*Extracted text*
=-=-=
2009-01-15/Integration in Europe
No single model to ensure integration in Europe
By Michael de Laine, Copenhagen 15th January 2009
Each society gets the ‘integration problem’ it creates and there is no single model to ensure integration in European countries, researchers have concluded.
The child of Turkish parents may feel an outsider in the Netherlands or Switzerland, yet still be completely at home in Amsterdam or Zurich. In France, the migrant’s child is more likely to go to university but is also more likely to drop out. The child of Turkish parents in Germany could be at an educational disadvantage but nevertheless end up with a fair chance of a skilled job.
Research into the attitudes of one of Europe’s fastest-growing communities - the second-generation of migrants - exposes the complexity of the challenges ahead for the nations of Europe as they absorb workers and asylum-seekers from beyond the borders of the EU. But the same research reveals that there is unlikely to be a single politically-driven answer.
Dr Maurice Crul, of the Institute for Migration and Ethnic Studies at the University of Amsterdam, leads a project called The Integration of the European Second Generation (TIES). Together with colleagues in an international research group, Crul has talked to the children of Turkish, Moroccan and former Yugoslavian migrants in 15 cities in eight European nations. They focused on cities that now have large concentrations of migrant ethnic communities.
The researchers chose Turkish, Moroccan and Yugoslav second-generation youth as the focus because they were looking for large groups of people that reside in many European countries.
They put a standard set of questions - about education, employment and different attitudes to identity - to almost 10,000 people between the ages of 18 and 35 in Sweden, Germany, Austria, France, the Netherlands, Belgium, Spain and Switzerland, and compared their subjects with control groups made up of the offspring of native citizens.
The master plan had been to compare the so-called multicultural models of integration in Sweden and the Netherlands; the French republican system that counts all those born in France as French citizens by automatic right; and Germany which - until relatively recently - excluded from citizenship those not born to German parents.
Crul and his colleagues discussed their findings at a conference in Amsterdam in December, and the only conclusion so far, is that there is no single model to ensure integration in European countries.
“Second-generation Turks make a nice comparison group because they are in seven of the eight countries we are looking at,” says Crul. “The assumption was always that national integration models will affect the integration of both first- and second-generation youth and will do it across the board in the same ways. So in the labour market, education and identity you would see the same pattern, either more positive, or more negative.”
=-=-=
*Data segment*

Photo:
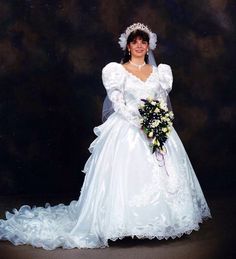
=-=-=
*Problem to solve*
According to the article on integration in Europe, how many people did the researchers put their standard set of questions to, and in what age range? The data can be left aside.

*Exercise output*
Almost 10,000 people between the ages of 18 and 35.